##### DOCUMENT

Rappelez-vous le dialogue de Socrate avec Ion, le poète inspiré. Le poète ne sait pas d’où lui vient la connaissance de ce qu’il chante. Pourtant, avec Socrate, il reconnaît qu’un lien l’unit à un dieu ou une force, auquel il prête sa voix. Ce lien entre une réalité dont l’origine n’est pas connue du poète, mais qui s’exprime à travers lui, nous en avons, dans notre dernière chronique, proposé l’analyse pour ce qui concerne l’art contemporain en général, la danse contemporaine en particulier, dans leur relation à l’année 68, de la Californie à l’Allemagne de l’Ouest en passant par le Quartier Latin.
Car c’est dans toute la sphère d’hégémonie des États-Unis que se manifeste un esprit commun (dont la genèse remonte loin, sans qu’il s’agisse pour nous d’y revenir pour l’heure). L’esprit de l’OTAN s’exprime sous les traits de Jerry Rubin aux États-Unis, Rudi Dutschke en Allemagne et Cohn-Bendit en France.

##########
##### DONNÉES AFFICHÉES

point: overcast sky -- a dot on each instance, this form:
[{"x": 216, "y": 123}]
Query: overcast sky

##########

CONSIGNE> Écrivez la suite de la chronique sur l'art contemporain et l'année 68, à partir de sa dernière phrase. Les données ne servent à rien ici.

RÉPONSE>
Restons en France, considérant la représentativité des événements qui s’y passent. Rétrospectivement, pensant à mai 68, que trouvons-nous? Un récit qui tient en une phrase : « la jeunesse s’est levée contre l’État répressif ». Une première image : le visage de Cohn-Bendit hilare face à un CRS. Juxtaposée à une seconde, plus floue, plus personnelle, filmée peut-être, presque rêvée, celle d’un lancé de pavé, d’une barricade, d’une course poursuite, ou variante…
C’est le 14 juillet des couches moyennes. En s’opposant à l’ordre de la production (incarné par l’État gaullien) la « jeunesse » germanopratine signifie la voie de résorption de la crise : le désir devient le meilleur médiateur de continuité du capitalisme. Mais nous hésitons à continuer de qualifier cette fête de mythe (comme nous le faisions dans le texte précédent). C’est que du mythe de Thésée ou de Prométhée, le peuple est le sujet, non une fraction du peuple (l’insurrection angélique du Quartier étant distincte de la grève massive de dix millions de travailleurs, qui lui est pourtant contemporaine). Nous emploierons dès lors, pour mai 68, le terme plus général de symbole (dont le mythe est un cas). Symbole de ce qui s’est révélé depuis comme étant la mythologie la plus réactionnaire depuis la frénésie des fascismes en Europe : du réel faisons table rase pour affirmer notre loi [1]. Et le hourra de l’insurrection rêvée, perçu par les artistes (et publics) partageant cette sensibilité, ignore la réalité de cette scène primitive pour les autres [2]. Contre l’émergence de cet autre point de vue, le symbole joue comme un souvenir-écran : vrai pour ses héritiers, il est, par ailleurs, le signe d’une mystification qui occulte le conflit entre salariat d’une part, capital d’autre part. Par suite, Mai 68 prélude aux révolutions orange.
Pourtant, à l’époque, ce symbole pérennise la légitimité de la contestation artistique. Si à la fin du XIXème siècle, Pissaro rêve de détruire le Louvre, désormais « briser les conventions » devient la nouvelle convention. Les exemples sont innombrables, nous l’avons largement vu pour les arts visuels. Il en va de même pour les arts théâtraux et chorégraphiques : il y a isomorphie de la nouvelle pratique libertaire et de la production d’artiste, passage de l’une à l’autre, de l’autre à l’une, dans une gestuelle à la fois unique et double. Plus que jamais, l’art est abstrait, alors même qu’il se veut politique, et la critique de Platon (dans La République) vis-à-vis des images mensongères atteint sa signification pleine — Platon qui n’hésite pourtant pas à recourir lui-même au mythe pour exprimer l’universel (comme dans Phèdre).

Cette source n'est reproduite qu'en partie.